[Start of RECORDS SHOWN]

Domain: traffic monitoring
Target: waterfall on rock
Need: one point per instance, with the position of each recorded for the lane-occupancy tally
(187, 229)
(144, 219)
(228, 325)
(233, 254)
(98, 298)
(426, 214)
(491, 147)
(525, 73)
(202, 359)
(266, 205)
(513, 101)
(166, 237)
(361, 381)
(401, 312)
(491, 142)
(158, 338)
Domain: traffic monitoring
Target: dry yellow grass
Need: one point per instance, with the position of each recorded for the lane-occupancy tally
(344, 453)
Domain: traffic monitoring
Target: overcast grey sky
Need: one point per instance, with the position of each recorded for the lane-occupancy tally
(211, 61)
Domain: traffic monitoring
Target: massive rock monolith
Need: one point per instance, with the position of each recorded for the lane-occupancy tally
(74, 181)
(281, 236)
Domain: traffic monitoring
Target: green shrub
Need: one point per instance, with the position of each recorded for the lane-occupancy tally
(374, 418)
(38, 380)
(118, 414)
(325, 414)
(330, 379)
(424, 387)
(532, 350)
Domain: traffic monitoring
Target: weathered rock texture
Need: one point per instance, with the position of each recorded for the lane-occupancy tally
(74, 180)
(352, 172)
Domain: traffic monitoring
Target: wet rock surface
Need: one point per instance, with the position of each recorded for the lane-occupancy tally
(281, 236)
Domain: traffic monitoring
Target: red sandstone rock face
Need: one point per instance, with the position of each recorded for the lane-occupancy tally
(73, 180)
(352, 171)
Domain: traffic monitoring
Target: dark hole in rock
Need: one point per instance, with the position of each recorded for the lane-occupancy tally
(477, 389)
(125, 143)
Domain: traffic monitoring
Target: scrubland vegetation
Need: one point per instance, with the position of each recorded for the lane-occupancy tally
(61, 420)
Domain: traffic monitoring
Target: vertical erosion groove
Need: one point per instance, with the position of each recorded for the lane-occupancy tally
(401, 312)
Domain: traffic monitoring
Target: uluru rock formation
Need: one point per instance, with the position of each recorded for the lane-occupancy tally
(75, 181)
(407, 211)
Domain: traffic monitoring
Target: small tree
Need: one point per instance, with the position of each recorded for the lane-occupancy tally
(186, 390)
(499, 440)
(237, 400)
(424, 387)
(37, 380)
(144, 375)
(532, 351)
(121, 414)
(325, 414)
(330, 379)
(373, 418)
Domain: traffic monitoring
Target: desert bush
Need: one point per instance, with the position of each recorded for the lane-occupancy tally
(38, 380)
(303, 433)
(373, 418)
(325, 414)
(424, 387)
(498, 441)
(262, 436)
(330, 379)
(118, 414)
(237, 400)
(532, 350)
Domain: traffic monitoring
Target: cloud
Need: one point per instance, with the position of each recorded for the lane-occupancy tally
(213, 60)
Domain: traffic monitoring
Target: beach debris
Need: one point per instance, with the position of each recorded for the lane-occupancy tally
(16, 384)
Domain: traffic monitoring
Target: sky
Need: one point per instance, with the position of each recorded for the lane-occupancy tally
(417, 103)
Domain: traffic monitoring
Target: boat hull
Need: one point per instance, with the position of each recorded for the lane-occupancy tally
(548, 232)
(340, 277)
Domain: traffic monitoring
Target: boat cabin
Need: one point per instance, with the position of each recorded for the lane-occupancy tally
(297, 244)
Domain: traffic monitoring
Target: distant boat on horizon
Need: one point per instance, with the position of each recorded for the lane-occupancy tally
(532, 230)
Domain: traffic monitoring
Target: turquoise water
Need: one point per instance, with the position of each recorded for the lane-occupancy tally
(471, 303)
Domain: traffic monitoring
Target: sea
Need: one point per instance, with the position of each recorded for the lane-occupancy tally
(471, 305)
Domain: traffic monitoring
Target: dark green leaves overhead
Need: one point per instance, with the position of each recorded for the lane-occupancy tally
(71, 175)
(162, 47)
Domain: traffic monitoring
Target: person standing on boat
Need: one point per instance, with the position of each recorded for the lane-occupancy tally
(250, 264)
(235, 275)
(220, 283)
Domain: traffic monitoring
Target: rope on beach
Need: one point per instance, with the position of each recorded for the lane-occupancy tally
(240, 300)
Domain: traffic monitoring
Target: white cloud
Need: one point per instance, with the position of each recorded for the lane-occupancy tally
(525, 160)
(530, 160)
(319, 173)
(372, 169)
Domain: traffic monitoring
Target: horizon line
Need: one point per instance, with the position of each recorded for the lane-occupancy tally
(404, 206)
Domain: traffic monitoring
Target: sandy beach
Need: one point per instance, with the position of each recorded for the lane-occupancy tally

[End of RECORDS SHOWN]

> _WRITTEN TASK_
Extract each record, keeping it identical to the original.

> _ANSWER IN FULL_
Domain: traffic monitoring
Target: waterfall on rock
Need: one point per instance, with the position of each recorded for the lane-occupancy tally
(187, 229)
(144, 219)
(228, 325)
(233, 254)
(98, 298)
(426, 214)
(491, 147)
(525, 73)
(202, 359)
(266, 205)
(513, 101)
(166, 237)
(361, 381)
(401, 312)
(491, 142)
(158, 338)
Domain: traffic monitoring
Target: dry yellow grass
Need: one point per instance, with the position of each recorded for the lane-occupancy tally
(344, 453)
Domain: traffic monitoring
Target: overcast grey sky
Need: one point per instance, with the position of each recorded for the lane-occupancy tally
(211, 61)
Domain: traffic monitoring
Target: massive rock monolith
Need: one point per instance, with the position of each recorded for the lane-occupancy tally
(74, 181)
(281, 236)
Domain: traffic monitoring
Target: green shrub
Need: one point per instance, with the position of each recorded for the lane-occupancy tally
(374, 418)
(38, 380)
(118, 414)
(325, 414)
(330, 379)
(424, 387)
(532, 350)
Domain: traffic monitoring
Target: weathered rock texture
Need: one point per instance, with the position of each recorded for the lane-occupancy tally
(74, 180)
(352, 172)
Domain: traffic monitoring
Target: wet rock surface
Need: one point per instance, with the position of each recorded for the lane-occupancy tally
(281, 236)
Domain: traffic monitoring
Target: red sandstone rock face
Need: one point per instance, with the position of each recorded for the lane-occupancy tally
(73, 180)
(352, 171)
Domain: traffic monitoring
Target: dark hole in rock
Need: one point per instance, with the position of each recorded for the lane-occupancy tally
(477, 389)
(125, 143)
Domain: traffic monitoring
Target: scrubland vegetation
Need: one point per instance, with the position of each recorded for the lane-occupancy tally
(61, 420)
Domain: traffic monitoring
Target: vertical erosion groove
Need: one point per instance, with the position of each recorded for the lane-occupancy tally
(401, 312)
Domain: traffic monitoring
Target: uluru rock formation
Need: one point per instance, with the position of each recorded for the lane-occupancy tally
(75, 181)
(407, 211)
Domain: traffic monitoring
Target: small tree
Need: one point per instance, with the position of each recorded for the lane-occupancy tally
(186, 390)
(499, 440)
(237, 400)
(424, 387)
(37, 380)
(144, 375)
(532, 351)
(121, 414)
(325, 414)
(330, 379)
(373, 418)
Domain: traffic monitoring
Target: desert bush
Need: one point per instance, with the position of each recorded for the lane-occupancy tally
(38, 380)
(303, 433)
(373, 418)
(325, 414)
(424, 387)
(498, 441)
(262, 436)
(330, 379)
(118, 414)
(237, 400)
(532, 350)
Domain: traffic monitoring
Target: cloud
Need: one point per instance, with the position of each recorded for the lane-occupancy tally
(213, 60)
Domain: traffic monitoring
Target: beach debris
Need: one point per instance, with the position of each recorded for the lane-occupancy tally
(16, 384)
Domain: traffic monitoring
Target: sky
Need: one point per instance, with the position of each recorded for the lane-occupancy tally
(417, 103)
Domain: traffic monitoring
Target: boat hull
Need: one point per instance, with the position of each recorded for the lane-occupancy tally
(548, 232)
(340, 277)
Domain: traffic monitoring
Target: boat cabin
Need: one point per instance, with the position of each recorded for the lane-occupancy tally
(297, 244)
Domain: traffic monitoring
Target: distant boat on horizon
Need: one point per instance, with the position of each recorded for the lane-occupancy tally
(532, 230)
Domain: traffic monitoring
Target: turquoise water
Need: one point per instance, with the position of each recorded for the lane-occupancy tally
(471, 303)
Domain: traffic monitoring
Target: sea
Need: one point per instance, with the position of each recorded for the lane-occupancy tally
(471, 305)
Domain: traffic monitoring
Target: dark green leaves overhead
Need: one point per instance, with the position of each recorded for the lane-occupancy tally
(71, 175)
(162, 47)
Domain: traffic monitoring
Target: person standing on boat
Need: one point per instance, with the position of each recorded for the lane-occupancy tally
(250, 264)
(235, 275)
(220, 283)
Domain: traffic monitoring
Target: rope on beach
Need: one point per instance, with the position of each recorded for the lane-occupancy tally
(240, 300)
Domain: traffic monitoring
Target: white cloud
Need: one point per instance, with the position of each recorded for the lane-occupancy tally
(525, 160)
(530, 160)
(319, 173)
(372, 169)
Domain: traffic monitoring
Target: horizon line
Need: one point per instance, with the position of each recorded for the lane-occupancy tally
(404, 206)
Domain: traffic monitoring
Target: sandy beach
Need: one point per instance, with the position of each recorded for the lane-occupancy tally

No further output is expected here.